● **Requirement**
Nothing but the pictures gets dropped; retype every entry exactly.

● **Study material**
####
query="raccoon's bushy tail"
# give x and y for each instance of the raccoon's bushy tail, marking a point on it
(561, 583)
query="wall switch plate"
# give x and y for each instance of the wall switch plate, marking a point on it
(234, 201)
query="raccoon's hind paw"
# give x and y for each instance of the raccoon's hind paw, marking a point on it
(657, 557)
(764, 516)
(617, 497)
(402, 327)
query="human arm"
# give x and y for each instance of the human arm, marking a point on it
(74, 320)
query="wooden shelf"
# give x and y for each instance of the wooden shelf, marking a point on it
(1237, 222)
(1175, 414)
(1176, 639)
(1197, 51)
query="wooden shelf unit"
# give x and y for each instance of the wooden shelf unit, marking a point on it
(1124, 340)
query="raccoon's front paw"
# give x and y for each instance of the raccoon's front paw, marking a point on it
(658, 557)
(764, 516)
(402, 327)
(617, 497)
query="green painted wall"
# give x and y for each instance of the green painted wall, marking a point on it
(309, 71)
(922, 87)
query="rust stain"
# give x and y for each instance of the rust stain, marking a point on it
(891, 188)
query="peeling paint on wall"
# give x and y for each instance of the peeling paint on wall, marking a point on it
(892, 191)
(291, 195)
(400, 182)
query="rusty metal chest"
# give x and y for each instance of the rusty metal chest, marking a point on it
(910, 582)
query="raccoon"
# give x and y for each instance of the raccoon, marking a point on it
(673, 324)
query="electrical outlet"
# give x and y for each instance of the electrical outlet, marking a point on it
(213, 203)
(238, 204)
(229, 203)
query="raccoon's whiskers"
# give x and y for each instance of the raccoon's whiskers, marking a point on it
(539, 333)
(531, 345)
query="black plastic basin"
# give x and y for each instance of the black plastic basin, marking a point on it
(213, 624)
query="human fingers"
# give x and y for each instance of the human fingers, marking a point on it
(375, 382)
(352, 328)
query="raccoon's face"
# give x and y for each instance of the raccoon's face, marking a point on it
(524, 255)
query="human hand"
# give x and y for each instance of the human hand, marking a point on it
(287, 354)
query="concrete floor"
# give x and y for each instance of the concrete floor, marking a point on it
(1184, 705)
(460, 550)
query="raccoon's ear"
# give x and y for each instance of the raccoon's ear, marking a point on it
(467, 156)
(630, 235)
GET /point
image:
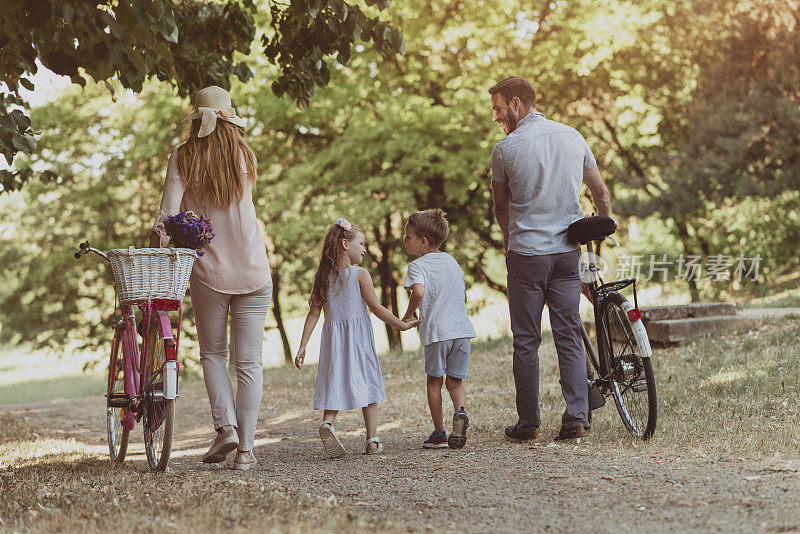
####
● **Exercise result**
query="raccoon's bushy tail"
# give x and y for each instance of the raccoon's bushy tail, marking a point on it
(561, 583)
query="wall switch plate"
# give x and y for each instance of the wall switch plate, marking a point on it
(234, 201)
query="raccoon's hind paw"
# give x and y for each instance of the raccoon's hind paw, marking a point on it
(657, 557)
(764, 516)
(617, 497)
(402, 327)
query="human arm"
# give x and y for each instance of the human arm, marking a point on it
(74, 320)
query="wooden shelf"
# give x and y for each instance of the wooden shelf, marking a point on it
(1237, 222)
(1175, 414)
(1176, 639)
(1197, 51)
query="wooden shelf unit"
# give x and y for each instance of the wooden shelf unit, marking a point on it
(1124, 340)
query="raccoon's front paw"
# give x and y for each instance of the raccoon's front paw, marking a point on it
(658, 557)
(764, 516)
(402, 327)
(617, 497)
query="green painted wall"
# give x and y for each instance of the green painted wall, marking a point on it
(309, 71)
(922, 87)
query="rust stain"
# give x and y for each instance of the rust stain, marking a point on it
(891, 188)
query="peeling paint on wall"
# give x and y for each instance of the peeling paint on wall, marking a point on it
(892, 191)
(291, 195)
(400, 182)
query="rusty metal chest"
# give x and y for each instance of the rusty metal chest, marking a point on it
(910, 582)
query="raccoon"
# give x and y for each instance of the raccoon, marking a point on it
(673, 324)
query="electrical outlet"
# give x and y for each instance of the electrical outlet, marking a point on it
(213, 203)
(238, 204)
(229, 203)
query="raccoon's whiskers"
# give x and y for each instance of the raccoon's whiskers, marking a point on it
(539, 333)
(531, 345)
query="black plastic basin"
# give x and y for each instance of the black plastic basin, marking a point on it
(213, 624)
query="human fingers"
# give x and y for each instance of the human fingers, marking a point on it
(375, 382)
(352, 328)
query="raccoon's face"
# give x and y for each instance of the raccoon's face, marking a point on it
(524, 255)
query="human hand"
# give x and y for each instance of the human hand, marking a point on it
(287, 354)
query="concrete floor"
# give x and y for each instance of the concrete floor, marking a point on it
(1184, 705)
(460, 550)
query="raccoon's ear"
# give x and y for each instance of the raccoon's ear, marking a point on it
(467, 156)
(630, 235)
GET /point
image:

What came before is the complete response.